Excerpt to read -
*** Begin section ***

Everything is about to change on the 30-yard line.
It is Sept. 7, 2012, the third game of the season. Junior Paul Yeager is the Avon Eagle’s starting tight end. Under the lights on a Friday night: This is where Yeager has wanted to be since he was a little boy playing football in his back yard with his dad and the neighborhood kids. It’s the reason he snuck onto a tackle team in the third grade when he should have been playing flag. It’s why he asked for a punching bag for Christmas instead of a cell phone when he was 13 years old. 
Avon kicks the ball off, and Yeager is blocked below the waist. His opponent’s helmet drives into his left shin as Yeager falls. 
He lies face-down on the field, trying to push himself up on a leg that doesn’t respond. He is helped to the bench, where he tells his teammates to touch his dangling leg. “I can’t feel anything,” he says, and he waits to be taken to the hospital. 
His tibia is broken clean in two. 
Over the next year, Yeager will fight back in a way that Avon Eagles head coach Mike Elder has never seen. “He looked at it as a challenge and attacked it every day,” Elder says. “Honestly, I didn’t think that he would play football again, but that is not anything that ever entered his mind.”

*** End section ***

Data shown -

*** Begin section ***

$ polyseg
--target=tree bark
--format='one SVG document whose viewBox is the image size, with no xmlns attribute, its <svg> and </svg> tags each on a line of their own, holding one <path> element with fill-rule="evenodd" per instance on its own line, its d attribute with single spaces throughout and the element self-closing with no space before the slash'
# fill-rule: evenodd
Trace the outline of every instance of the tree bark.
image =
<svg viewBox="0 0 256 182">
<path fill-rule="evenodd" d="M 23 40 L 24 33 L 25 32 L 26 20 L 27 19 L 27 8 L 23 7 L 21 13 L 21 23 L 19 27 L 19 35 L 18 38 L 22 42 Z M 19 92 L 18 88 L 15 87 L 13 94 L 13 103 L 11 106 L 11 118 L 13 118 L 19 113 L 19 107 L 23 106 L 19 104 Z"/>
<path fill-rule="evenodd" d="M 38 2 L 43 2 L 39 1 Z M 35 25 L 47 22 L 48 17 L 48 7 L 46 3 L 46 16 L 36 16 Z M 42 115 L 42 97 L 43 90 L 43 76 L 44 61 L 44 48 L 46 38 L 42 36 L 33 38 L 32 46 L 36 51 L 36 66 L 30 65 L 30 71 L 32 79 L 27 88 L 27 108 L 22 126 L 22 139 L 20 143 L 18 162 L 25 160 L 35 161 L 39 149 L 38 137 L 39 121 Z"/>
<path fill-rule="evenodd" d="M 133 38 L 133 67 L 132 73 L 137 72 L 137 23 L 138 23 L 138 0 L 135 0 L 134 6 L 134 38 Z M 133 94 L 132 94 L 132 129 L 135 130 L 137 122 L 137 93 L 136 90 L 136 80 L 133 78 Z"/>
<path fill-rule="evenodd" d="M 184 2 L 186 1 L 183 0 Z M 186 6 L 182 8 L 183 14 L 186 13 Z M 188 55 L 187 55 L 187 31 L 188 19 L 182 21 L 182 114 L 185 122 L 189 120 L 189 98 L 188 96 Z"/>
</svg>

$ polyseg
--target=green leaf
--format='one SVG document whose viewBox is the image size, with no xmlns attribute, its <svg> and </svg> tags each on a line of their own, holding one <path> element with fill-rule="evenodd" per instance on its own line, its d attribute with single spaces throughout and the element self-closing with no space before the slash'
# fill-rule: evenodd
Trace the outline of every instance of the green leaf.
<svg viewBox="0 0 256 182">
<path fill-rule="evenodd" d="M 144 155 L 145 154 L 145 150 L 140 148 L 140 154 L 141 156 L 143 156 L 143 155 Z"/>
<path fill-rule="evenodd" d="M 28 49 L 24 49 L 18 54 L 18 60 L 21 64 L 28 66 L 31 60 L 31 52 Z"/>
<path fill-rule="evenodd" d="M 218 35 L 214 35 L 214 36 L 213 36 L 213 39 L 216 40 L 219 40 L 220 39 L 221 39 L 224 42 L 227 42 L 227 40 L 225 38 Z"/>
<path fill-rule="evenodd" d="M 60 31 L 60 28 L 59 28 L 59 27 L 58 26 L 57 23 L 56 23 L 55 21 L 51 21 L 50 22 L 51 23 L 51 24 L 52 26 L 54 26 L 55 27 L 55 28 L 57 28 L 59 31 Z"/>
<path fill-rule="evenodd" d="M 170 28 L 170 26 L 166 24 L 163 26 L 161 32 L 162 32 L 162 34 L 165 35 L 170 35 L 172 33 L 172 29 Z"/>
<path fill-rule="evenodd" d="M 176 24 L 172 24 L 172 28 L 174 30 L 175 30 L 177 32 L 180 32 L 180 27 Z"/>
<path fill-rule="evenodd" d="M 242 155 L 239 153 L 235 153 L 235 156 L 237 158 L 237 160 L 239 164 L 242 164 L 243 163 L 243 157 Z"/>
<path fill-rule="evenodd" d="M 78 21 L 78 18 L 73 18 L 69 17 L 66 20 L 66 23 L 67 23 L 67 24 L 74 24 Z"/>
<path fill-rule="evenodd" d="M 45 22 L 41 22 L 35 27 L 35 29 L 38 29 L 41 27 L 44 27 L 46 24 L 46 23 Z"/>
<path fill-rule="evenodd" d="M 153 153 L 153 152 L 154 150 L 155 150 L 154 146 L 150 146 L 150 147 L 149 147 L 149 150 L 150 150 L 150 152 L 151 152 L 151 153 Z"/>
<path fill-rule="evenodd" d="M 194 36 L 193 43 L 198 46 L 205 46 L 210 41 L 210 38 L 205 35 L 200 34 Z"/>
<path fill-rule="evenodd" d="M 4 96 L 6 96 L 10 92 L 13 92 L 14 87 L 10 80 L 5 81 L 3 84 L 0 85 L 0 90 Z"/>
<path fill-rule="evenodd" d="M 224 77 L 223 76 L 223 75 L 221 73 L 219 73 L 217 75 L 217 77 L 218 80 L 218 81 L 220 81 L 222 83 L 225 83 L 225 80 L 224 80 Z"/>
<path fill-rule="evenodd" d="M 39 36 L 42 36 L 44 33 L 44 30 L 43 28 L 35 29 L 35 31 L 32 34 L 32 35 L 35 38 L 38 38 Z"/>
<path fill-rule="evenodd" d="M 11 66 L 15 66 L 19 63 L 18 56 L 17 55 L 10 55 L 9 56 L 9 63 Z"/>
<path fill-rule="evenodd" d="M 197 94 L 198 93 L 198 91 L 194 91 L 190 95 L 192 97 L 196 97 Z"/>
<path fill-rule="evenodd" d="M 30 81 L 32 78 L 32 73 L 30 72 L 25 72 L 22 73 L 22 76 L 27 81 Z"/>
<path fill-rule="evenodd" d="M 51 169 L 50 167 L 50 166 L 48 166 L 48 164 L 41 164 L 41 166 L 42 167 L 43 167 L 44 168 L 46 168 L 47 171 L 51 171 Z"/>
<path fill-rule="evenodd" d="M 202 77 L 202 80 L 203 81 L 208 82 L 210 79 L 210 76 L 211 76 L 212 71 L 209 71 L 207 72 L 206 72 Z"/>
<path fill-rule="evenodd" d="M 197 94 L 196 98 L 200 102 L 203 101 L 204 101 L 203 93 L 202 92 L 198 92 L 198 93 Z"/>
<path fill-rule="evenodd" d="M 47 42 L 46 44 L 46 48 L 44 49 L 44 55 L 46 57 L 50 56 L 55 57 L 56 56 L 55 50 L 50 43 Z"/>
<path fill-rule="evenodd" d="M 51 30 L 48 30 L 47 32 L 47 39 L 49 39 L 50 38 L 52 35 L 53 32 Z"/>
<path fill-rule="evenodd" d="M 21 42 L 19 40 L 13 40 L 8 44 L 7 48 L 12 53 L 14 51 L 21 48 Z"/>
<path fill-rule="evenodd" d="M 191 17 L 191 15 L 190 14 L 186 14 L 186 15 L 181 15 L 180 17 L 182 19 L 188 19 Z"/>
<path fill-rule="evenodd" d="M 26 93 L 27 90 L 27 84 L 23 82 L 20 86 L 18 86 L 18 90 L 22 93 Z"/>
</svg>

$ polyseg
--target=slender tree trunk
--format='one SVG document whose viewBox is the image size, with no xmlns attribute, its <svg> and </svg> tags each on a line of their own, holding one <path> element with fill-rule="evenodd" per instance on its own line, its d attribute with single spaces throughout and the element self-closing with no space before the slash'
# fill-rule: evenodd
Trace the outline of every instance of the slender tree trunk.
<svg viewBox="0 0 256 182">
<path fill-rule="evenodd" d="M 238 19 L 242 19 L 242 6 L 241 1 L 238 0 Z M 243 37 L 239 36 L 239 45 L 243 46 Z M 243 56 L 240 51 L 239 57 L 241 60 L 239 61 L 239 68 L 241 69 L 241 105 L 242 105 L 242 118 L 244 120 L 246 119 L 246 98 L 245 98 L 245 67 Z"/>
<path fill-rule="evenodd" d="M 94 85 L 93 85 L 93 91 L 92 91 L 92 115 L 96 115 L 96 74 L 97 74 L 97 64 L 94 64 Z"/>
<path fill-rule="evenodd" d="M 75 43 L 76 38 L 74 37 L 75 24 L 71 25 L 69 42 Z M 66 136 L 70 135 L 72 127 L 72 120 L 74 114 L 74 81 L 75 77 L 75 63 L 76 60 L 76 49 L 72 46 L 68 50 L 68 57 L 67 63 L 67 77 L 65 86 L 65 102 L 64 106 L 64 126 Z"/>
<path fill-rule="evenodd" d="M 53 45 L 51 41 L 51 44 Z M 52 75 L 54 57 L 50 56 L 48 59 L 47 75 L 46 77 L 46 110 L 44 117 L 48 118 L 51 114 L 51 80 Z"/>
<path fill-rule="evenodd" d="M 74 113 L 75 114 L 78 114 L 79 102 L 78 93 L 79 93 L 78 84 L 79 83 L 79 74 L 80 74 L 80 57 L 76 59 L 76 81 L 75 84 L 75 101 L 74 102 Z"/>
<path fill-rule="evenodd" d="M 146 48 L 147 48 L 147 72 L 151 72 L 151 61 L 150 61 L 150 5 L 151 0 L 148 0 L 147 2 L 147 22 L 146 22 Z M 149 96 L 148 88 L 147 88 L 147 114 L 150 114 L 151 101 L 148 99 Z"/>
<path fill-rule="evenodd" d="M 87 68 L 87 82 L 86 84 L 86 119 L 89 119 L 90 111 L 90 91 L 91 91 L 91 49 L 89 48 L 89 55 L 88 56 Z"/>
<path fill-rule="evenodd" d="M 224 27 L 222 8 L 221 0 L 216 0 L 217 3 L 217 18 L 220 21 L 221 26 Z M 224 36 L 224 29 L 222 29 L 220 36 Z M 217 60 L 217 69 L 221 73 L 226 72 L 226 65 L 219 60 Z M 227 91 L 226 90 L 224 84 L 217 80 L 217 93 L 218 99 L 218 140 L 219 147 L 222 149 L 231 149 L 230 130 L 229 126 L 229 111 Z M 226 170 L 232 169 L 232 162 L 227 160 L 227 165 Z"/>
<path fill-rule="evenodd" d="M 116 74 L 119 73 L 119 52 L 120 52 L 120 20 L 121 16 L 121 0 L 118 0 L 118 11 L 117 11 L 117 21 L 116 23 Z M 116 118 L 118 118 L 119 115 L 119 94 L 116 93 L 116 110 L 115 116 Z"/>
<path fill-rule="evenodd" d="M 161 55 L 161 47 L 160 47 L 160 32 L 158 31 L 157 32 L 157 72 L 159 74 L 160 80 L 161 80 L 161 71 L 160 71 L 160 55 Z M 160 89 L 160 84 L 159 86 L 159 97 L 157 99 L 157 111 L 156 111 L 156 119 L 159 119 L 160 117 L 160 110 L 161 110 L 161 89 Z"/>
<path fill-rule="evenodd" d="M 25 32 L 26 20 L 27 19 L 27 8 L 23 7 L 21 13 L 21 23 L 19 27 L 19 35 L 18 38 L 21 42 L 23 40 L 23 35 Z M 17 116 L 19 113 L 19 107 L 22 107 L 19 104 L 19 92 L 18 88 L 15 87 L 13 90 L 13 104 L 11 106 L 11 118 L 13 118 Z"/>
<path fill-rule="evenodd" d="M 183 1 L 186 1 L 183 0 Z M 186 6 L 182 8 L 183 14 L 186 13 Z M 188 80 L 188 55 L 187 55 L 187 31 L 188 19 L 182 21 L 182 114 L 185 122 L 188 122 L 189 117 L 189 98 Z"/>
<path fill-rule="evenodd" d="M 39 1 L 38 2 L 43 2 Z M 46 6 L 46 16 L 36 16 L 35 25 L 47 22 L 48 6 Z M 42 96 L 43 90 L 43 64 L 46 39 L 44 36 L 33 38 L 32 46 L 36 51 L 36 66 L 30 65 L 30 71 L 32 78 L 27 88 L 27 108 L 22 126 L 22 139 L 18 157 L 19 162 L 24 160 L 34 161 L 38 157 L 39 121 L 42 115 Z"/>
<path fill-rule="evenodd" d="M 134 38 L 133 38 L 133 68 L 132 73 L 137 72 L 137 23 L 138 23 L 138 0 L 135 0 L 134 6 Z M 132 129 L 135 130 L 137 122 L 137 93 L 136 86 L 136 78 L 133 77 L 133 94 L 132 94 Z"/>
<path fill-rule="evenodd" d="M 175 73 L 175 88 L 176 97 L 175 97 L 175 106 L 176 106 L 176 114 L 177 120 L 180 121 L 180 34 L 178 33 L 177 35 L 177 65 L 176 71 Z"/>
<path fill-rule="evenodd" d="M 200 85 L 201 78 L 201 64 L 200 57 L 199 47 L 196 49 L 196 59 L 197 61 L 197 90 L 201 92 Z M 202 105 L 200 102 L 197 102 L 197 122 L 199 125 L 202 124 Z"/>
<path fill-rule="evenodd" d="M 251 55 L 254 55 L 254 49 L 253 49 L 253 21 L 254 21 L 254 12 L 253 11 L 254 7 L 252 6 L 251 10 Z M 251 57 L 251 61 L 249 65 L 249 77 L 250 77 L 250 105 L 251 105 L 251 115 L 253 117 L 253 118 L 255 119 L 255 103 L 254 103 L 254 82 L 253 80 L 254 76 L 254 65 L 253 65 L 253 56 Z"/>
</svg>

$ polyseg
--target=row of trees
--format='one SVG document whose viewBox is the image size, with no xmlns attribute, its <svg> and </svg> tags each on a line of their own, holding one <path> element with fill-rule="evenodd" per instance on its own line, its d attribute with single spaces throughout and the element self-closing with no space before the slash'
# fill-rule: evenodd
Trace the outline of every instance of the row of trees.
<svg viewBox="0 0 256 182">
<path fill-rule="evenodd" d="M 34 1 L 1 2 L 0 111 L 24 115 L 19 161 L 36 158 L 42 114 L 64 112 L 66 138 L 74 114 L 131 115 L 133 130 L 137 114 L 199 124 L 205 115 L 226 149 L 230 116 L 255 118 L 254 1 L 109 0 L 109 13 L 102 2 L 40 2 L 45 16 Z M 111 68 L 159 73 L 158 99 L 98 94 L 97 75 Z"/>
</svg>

*** End section ***

Your objective - Reproduce the passage of the football injury story starting at "Everything is about" and ending at "as Yeager falls.", substituting "wide receiver" for "tight end". You can set the records aside; they play no part in this work.

Expected answer -
Everything is about to change on the 30-yard line.
It is Sept. 7, 2012, the third game of the season. Junior Paul Yeager is the Avon Eagle’s starting wide receiver. Under the lights on a Friday night: This is where Yeager has wanted to be since he was a little boy playing football in his back yard with his dad and the neighborhood kids. It’s the reason he snuck onto a tackle team in the third grade when he should have been playing flag. It’s why he asked for a punching bag for Christmas instead of a cell phone when he was 13 years old. 
Avon kicks the ball off, and Yeager is blocked below the waist. His opponent’s helmet drives into his left shin as Yeager falls.